_Task description_: Write out, word for word, the stretch of the listing below from the line containing "If you could locate the green" through the line containing "Target: green grass lawn", including both of those lines.

_Data supplied_:
══════

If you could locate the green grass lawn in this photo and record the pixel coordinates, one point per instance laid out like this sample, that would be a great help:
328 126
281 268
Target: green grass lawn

══════

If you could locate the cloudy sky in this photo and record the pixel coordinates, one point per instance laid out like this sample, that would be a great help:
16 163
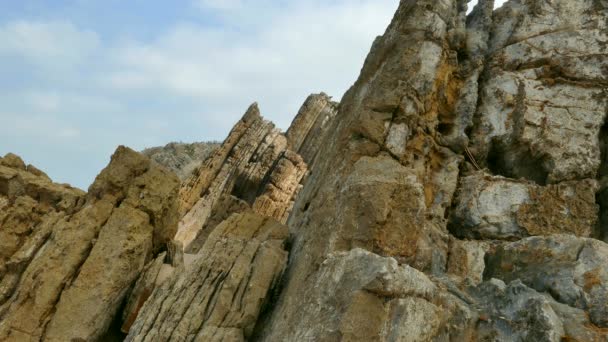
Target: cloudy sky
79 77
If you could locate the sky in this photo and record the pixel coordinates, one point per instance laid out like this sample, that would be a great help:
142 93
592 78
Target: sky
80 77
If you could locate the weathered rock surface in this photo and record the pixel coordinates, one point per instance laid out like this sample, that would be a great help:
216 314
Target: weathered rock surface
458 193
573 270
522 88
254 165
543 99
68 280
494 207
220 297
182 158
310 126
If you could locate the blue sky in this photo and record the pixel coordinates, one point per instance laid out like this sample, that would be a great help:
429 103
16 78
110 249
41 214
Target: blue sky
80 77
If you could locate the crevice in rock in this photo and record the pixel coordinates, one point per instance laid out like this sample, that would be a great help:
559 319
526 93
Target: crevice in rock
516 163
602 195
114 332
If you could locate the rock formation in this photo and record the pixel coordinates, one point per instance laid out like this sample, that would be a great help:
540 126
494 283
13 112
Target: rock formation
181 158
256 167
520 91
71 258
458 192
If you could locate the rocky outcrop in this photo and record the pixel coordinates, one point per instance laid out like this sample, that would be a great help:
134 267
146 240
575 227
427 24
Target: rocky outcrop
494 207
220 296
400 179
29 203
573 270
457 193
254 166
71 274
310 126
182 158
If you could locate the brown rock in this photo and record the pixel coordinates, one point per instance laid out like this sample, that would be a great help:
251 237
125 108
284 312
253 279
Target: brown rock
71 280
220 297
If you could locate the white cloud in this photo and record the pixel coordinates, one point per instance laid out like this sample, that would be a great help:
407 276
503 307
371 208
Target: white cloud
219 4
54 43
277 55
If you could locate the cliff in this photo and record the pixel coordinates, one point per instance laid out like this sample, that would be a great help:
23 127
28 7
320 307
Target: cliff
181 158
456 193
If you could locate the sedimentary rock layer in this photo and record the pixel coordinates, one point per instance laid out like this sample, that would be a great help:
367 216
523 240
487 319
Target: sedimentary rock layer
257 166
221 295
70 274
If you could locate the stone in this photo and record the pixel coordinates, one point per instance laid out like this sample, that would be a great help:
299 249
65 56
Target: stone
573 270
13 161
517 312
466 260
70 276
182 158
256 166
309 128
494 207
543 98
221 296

══════

_Final result_:
If you could locate the green grass lawn in this photo and record the pixel coordinates, one point per instance laid out like this sample, that would be a great help:
328 126
281 268
Target: green grass lawn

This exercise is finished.